Labeled contour entries
::::::::::

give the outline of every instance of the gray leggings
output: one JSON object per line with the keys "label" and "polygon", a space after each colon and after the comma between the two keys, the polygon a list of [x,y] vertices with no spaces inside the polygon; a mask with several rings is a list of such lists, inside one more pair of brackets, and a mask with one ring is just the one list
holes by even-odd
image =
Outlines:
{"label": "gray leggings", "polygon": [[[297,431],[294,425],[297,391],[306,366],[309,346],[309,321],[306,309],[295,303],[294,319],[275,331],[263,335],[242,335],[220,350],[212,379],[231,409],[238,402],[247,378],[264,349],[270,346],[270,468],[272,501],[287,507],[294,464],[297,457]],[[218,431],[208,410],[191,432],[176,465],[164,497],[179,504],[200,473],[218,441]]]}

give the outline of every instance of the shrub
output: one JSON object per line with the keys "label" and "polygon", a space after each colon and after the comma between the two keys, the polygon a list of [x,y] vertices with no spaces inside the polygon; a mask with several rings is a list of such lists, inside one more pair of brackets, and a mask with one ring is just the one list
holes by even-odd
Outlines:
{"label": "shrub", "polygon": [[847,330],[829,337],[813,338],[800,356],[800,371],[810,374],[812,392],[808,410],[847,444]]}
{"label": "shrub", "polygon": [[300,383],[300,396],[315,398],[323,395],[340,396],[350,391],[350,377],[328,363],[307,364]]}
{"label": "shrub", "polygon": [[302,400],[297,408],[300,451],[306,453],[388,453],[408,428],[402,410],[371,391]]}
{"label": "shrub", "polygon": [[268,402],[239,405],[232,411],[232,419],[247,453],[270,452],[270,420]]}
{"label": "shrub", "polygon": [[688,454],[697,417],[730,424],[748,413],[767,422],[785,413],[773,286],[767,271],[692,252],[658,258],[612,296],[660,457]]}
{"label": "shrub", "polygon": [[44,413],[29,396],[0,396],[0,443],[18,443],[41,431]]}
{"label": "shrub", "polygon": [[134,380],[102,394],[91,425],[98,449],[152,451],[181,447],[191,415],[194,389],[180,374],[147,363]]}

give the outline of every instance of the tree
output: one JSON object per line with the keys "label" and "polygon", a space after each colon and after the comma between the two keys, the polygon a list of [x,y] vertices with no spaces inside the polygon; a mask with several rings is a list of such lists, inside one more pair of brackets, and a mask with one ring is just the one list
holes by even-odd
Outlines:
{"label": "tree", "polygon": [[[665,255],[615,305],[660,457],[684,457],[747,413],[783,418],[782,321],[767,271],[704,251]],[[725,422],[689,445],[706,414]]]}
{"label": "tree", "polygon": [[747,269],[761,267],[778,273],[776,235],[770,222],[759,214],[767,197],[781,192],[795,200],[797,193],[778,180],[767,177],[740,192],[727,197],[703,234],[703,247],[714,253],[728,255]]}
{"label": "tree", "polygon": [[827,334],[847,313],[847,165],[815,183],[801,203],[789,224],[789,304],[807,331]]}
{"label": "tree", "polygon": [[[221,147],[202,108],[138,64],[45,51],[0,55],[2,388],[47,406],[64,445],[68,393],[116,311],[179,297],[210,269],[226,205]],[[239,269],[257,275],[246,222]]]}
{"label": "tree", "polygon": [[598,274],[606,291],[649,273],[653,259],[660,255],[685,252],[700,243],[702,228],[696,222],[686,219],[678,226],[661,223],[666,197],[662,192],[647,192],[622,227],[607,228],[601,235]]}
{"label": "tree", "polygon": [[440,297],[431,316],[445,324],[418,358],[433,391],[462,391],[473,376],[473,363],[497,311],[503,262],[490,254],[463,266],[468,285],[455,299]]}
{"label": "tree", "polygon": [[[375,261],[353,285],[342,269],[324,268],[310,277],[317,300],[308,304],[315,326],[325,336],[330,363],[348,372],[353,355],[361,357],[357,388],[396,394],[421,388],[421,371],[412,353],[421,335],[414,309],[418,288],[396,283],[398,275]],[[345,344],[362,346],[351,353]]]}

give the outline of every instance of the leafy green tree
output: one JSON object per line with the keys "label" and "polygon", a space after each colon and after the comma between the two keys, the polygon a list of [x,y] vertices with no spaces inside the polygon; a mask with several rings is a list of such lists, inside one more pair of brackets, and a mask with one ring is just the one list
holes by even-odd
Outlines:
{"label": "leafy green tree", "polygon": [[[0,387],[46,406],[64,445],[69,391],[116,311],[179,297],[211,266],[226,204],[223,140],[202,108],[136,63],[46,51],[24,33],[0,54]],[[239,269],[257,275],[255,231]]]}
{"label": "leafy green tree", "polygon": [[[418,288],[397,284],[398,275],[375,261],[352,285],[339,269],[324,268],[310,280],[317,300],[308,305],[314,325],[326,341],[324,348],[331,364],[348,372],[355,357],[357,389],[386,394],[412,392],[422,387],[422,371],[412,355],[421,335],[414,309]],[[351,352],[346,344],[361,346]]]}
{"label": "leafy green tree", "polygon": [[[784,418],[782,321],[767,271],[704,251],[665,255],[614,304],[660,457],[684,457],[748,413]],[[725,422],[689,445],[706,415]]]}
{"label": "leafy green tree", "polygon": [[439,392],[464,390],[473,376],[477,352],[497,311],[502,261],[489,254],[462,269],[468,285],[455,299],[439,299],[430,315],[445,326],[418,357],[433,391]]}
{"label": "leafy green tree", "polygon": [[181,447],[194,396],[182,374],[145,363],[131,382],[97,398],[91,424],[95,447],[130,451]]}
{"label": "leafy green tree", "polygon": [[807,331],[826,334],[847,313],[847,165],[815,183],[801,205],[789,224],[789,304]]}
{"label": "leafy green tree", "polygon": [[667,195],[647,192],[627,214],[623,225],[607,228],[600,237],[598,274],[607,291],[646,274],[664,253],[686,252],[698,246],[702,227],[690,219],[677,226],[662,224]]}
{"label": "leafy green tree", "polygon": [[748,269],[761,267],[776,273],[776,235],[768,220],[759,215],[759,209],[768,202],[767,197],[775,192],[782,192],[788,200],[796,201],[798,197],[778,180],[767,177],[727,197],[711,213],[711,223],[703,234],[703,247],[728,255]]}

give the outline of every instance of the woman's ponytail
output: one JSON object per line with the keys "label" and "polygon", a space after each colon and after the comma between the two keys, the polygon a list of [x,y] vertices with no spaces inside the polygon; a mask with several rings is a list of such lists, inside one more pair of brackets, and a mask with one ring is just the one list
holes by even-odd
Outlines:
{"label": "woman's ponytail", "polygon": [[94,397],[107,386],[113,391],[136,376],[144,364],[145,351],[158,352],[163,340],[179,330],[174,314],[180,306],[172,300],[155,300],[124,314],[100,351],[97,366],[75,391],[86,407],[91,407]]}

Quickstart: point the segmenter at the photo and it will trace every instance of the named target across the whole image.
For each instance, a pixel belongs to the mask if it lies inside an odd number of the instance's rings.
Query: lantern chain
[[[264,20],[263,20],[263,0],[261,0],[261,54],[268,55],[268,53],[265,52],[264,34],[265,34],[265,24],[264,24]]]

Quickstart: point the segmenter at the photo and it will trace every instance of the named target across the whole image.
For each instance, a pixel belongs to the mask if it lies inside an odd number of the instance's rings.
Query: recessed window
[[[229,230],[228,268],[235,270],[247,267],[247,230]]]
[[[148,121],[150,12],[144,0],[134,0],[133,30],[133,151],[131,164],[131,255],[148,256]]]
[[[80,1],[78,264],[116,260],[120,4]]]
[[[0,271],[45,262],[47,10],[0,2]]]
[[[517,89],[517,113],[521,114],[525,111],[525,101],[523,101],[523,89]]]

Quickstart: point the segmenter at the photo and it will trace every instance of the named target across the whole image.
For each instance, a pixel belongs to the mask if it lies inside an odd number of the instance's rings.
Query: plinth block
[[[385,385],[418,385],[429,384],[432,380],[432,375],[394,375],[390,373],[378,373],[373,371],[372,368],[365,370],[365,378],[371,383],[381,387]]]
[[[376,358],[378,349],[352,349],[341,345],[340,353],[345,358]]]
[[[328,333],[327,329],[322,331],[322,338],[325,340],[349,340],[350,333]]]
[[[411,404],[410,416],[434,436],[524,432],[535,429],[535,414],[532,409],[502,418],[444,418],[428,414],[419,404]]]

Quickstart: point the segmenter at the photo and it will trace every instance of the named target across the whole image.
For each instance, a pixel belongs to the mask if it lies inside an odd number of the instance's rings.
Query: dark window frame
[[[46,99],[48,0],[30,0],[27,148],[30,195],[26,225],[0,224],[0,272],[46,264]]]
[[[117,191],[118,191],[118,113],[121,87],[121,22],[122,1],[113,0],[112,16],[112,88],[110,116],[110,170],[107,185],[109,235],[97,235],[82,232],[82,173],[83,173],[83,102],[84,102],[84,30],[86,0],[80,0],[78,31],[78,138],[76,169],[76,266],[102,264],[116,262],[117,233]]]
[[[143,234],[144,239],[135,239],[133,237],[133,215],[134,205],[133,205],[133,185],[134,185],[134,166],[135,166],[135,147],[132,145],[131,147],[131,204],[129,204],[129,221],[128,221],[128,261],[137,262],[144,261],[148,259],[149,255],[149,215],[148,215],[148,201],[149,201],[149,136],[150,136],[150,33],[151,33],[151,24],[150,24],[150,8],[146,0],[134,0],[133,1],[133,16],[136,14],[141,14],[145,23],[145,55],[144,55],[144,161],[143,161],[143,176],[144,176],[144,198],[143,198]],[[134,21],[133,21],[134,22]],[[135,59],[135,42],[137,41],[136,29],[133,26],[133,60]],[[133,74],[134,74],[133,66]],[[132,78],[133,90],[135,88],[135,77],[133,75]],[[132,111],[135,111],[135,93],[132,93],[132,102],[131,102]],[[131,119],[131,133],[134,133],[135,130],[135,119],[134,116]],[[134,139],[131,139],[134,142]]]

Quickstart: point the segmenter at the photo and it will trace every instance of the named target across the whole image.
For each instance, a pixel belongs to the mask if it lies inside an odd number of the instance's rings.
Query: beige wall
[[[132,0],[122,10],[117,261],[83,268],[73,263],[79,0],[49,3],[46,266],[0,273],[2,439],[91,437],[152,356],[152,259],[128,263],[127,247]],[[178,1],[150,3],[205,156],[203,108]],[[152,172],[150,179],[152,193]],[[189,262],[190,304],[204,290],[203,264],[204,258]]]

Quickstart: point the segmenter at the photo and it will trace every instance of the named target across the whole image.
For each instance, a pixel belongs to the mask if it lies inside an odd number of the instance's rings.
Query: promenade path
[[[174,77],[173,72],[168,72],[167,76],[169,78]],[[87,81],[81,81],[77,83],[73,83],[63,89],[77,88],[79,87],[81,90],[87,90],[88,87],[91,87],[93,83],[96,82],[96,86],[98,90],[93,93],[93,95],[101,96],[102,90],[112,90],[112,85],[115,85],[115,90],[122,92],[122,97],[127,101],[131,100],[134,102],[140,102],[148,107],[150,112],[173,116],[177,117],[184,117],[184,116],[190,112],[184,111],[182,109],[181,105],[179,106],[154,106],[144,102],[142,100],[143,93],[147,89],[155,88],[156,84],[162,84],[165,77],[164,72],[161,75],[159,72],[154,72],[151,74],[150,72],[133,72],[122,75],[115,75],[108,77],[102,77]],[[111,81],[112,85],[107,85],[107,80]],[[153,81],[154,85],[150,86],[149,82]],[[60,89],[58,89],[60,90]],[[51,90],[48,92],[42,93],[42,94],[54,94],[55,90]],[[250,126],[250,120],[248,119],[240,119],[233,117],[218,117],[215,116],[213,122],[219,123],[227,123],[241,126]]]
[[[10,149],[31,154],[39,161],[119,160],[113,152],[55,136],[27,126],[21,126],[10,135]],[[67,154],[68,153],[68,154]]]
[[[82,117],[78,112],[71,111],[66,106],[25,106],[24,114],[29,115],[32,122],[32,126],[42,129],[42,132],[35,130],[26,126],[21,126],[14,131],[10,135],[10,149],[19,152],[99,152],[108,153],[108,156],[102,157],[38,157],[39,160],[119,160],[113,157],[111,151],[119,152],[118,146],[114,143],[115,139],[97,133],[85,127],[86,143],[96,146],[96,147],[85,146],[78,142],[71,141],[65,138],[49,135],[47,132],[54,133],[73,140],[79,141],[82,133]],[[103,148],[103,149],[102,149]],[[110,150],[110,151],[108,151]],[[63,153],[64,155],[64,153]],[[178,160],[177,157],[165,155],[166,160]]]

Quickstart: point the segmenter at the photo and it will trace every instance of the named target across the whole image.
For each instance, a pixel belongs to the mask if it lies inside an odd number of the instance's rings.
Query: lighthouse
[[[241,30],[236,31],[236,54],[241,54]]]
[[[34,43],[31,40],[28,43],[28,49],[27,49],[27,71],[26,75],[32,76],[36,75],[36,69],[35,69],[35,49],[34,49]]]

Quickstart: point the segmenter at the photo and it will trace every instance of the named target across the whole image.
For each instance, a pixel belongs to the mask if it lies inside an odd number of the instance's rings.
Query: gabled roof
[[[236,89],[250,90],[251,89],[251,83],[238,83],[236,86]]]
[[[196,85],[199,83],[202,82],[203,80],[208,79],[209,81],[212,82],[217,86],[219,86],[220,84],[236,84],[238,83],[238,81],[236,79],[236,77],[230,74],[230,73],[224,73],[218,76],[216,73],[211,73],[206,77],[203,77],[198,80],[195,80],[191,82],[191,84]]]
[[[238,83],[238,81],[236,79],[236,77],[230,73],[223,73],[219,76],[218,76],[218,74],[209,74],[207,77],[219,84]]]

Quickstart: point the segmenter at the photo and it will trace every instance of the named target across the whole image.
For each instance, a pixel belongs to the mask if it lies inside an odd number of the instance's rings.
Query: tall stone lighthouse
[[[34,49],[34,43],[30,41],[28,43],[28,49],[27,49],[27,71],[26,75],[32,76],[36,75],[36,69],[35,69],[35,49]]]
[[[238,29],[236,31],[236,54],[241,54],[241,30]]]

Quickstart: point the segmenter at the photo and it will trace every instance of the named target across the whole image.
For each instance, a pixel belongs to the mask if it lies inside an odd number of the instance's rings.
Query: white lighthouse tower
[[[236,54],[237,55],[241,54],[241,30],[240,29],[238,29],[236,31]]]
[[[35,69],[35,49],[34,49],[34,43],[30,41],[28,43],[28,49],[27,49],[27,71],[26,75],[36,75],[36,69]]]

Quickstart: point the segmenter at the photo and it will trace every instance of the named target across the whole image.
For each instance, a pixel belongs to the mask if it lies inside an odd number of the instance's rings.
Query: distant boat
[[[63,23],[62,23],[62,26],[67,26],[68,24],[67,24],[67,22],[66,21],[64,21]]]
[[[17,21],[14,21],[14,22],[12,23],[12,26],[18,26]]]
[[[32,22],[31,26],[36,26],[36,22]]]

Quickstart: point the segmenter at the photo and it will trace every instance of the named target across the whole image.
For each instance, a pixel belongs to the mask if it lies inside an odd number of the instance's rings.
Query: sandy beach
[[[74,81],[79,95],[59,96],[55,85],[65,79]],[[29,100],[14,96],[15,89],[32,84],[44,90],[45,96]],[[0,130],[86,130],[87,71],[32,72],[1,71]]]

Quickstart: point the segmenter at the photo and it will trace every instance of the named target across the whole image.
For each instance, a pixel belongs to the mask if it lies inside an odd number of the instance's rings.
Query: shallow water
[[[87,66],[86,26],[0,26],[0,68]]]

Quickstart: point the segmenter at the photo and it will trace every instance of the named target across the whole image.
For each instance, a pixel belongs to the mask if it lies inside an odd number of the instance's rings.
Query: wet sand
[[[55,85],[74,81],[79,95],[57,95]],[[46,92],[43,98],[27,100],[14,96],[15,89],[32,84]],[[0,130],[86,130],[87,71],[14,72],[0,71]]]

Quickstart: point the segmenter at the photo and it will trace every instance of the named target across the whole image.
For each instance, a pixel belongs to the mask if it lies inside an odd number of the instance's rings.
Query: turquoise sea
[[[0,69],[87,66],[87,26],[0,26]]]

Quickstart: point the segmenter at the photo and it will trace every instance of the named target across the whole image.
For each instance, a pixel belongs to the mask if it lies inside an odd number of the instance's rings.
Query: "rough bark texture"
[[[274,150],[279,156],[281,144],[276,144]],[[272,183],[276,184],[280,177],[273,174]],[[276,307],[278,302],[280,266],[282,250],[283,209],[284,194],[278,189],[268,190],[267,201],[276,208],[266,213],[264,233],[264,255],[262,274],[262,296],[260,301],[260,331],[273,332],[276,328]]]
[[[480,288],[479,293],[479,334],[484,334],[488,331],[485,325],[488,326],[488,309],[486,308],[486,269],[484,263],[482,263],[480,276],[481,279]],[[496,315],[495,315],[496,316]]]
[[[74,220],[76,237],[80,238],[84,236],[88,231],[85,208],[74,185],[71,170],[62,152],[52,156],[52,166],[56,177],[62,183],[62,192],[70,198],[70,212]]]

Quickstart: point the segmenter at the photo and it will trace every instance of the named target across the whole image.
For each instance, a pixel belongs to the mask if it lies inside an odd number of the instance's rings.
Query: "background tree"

::::::::::

→ Do this
Return each line of the material that contains the word "give".

→ Exercise answer
give the outline of every instance of the gray leggings
give the outline of every instance of the shrub
give the outline of every instance of the tree
give the outline of every instance of the leafy green tree
give the outline of every instance of the woman's ponytail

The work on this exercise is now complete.